AIM -> Format these lines as a numbered list, skipping any blank lines.

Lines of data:
· · ·
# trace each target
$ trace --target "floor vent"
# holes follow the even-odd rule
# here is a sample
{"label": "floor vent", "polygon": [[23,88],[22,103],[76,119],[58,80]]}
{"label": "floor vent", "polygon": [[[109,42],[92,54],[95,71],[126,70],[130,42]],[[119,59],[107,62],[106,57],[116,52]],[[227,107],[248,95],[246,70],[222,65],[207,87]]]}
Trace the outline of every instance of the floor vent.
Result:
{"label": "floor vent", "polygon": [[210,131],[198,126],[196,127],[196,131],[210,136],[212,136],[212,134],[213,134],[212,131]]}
· · ·
ANSWER TO THE EXERCISE ->
1. # trace each target
2. $ trace --target "floor vent"
3. # holes follow the even-odd rule
4. # here is a sample
5. {"label": "floor vent", "polygon": [[23,88],[22,103],[76,119],[58,80]]}
6. {"label": "floor vent", "polygon": [[[109,42],[92,54],[95,71],[126,70],[130,42]],[[119,59],[107,62],[106,57],[116,52]],[[227,107],[248,95],[246,70],[222,65],[207,87]]]}
7. Trace the outline of every instance of the floor vent.
8. Result:
9. {"label": "floor vent", "polygon": [[210,131],[198,126],[196,127],[196,131],[210,136],[212,136],[212,134],[213,134],[212,131]]}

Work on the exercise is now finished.